Bridging the Rift building design wins award for environmental innovations

The pioneering design for the Bridging the Rift (BTR) project on the border of Israel and Jordan -- a unique scientific collaboration between the two countries in partnership with Cornell and Stanford universities -- has won the 2006 MIPIM (Marché Internationale des Professionnels d'Immobilier)/Architectural Review Future Projects Award for Innovations.

The project architect, Mustafa Abadan, a design partner at Skidmore, Owings and Merrill, New York, is a Cornell alumnus (B.Arch '82, M.Arch. '84).

Abadan's building will be part of a life sciences research complex on 150 acres, donated equally by both countries, 43 miles south of the Dead Sea. A master plan for a research complex was presented at the groundbreaking ceremony for the BTR project in March 2004, and this design is a subcomponent, or Phase 1, of that larger plan.

"It will be built, we just don't know quite when," said Abadan. "There are a couple of legal issues about jurisdiction to be worked out, but I think the funding is pretty much in place for this piece."

"The BTR Foundation together with the governments of Jordan and Israel has been working tirelessly to come up with a new set of laws that will enable the operation of its unprecedented Free Education Zone, which will maintain the right atmosphere for scientific collaboration through the Middle East," said Hilla Maron, director of development for the BTR Foundation. "Construction of the center will begin once the bilateral legal treaty is finalized."

Collaborative research programs are already under way as Cornell contributes to develop the world's first database of all species in the Dead Sea region, called the Library of the Desert, a centerpiece of the BTR mission. The center, which will include about 100 researchers from Israel, Jordan and the United States, will offer doctoral degrees from both Stanford and Cornell to students from both sides of the border.

Abadan faced some unique challenges in designing the building, which will consist of three research laboratories, a lecture hall, dining hall, library and a roof-level courtyard, in the desert straddling the two countries.

"The biggest challenge was the environmental issues of building in the desert," said Abadan. "But this became a source of inspiration rather than a hindrance."

==============================

| THINGS TO DO |
A: Reproduce the passage of the Bridging the Rift award article that begins with the words containing "The pioneering design" and ends with "(B.Arch '82, M.Arch. '84).".
B: Carry the Bridging the Rift award article forward, starting after its final sentence.

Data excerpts
==============================

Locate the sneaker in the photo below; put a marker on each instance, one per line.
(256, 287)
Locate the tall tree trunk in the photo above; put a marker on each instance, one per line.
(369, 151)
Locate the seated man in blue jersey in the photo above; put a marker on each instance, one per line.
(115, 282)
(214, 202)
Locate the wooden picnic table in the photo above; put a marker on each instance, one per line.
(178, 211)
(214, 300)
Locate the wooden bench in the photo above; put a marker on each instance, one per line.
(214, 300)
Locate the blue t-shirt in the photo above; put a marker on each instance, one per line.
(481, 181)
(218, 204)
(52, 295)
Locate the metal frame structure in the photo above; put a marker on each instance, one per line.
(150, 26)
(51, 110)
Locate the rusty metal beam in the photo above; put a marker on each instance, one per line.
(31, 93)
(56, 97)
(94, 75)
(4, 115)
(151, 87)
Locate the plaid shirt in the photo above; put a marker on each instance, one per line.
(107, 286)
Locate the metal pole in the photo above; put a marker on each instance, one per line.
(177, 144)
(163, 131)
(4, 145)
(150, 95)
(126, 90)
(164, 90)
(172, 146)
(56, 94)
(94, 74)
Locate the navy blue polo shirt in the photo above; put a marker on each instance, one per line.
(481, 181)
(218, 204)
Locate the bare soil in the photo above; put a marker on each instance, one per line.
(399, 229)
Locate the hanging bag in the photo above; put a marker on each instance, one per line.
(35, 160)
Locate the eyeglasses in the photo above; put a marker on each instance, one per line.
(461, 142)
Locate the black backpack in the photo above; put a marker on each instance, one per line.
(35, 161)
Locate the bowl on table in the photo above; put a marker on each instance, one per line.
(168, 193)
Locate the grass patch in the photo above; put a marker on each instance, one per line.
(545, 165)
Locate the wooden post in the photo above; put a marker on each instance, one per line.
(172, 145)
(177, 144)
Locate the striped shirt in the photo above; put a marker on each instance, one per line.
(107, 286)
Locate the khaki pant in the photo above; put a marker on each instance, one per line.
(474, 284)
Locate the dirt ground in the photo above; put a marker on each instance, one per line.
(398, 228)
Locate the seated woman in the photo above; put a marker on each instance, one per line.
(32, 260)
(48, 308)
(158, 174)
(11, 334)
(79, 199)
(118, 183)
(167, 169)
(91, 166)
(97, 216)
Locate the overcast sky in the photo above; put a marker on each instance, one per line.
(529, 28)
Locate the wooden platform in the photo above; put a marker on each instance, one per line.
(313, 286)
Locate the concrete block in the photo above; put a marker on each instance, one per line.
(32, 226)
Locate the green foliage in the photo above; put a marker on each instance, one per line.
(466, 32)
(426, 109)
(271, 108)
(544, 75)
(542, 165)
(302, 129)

==============================

| ANSWERS BELOW |
A:
The pioneering design for the Bridging the Rift (BTR) project on the border of Israel and Jordan -- a unique scientific collaboration between the two countries in partnership with Cornell and Stanford universities -- has won the 2006 MIPIM (Marché Internationale des Professionnels d'Immobilier)/Architectural Review Future Projects Award for Innovations.

The project architect, Mustafa Abadan, a design partner at Skidmore, Owings and Merrill, New York, is a Cornell alumnus (B.Arch '82, M.Arch. '84).

B:
Challenges have included regulating the building's temperature in a sustainable manner. While the sun makes desert days extremely hot, the air is also dry and holds little heat after sunset, causing temperatures to cool dramatically. Abadan incorporated into his building lessons learned from indigenous Egyptian wind towers and a Bedouin trick of making ice in the cold desert nights. The building, which will sit a few inches above the desert floor, will cover a pool of water that cools by night and is shaded by day. A solar chimney will use convection to draw that cool, moist air up into the building during the hot day. In winter, a damper will allow the chimney to be closed. Also, three sides of the building will be made of massive stone walls, creating a thermal mass to absorb the sun's heat.

The March 15 award was presented at the MIPIM conference in Cannes, France, by Architectural Review magazine. The judges noted that "the environmental strategy was more convincing" than any other they saw and that the building was "doing its job properly in every way."

"The project we submitted is actually a small part of the original vision," Abadan said. "We created a project for fund raising and to have a physical presence on the ground."

The scientific programs are already underway, and this project will begin to provide a home for them. The Library of the Desert project involves adaptable software and a searchable database that catalogs sizes and shapes of all life forms in the Middle East. The software will allow for sophisticated inquiries about species. Another program, the Microbiology Project, will take the most comprehensive inventory of microscopic life in the Dead Sea region from both sides of the Jordanian-Israeli border.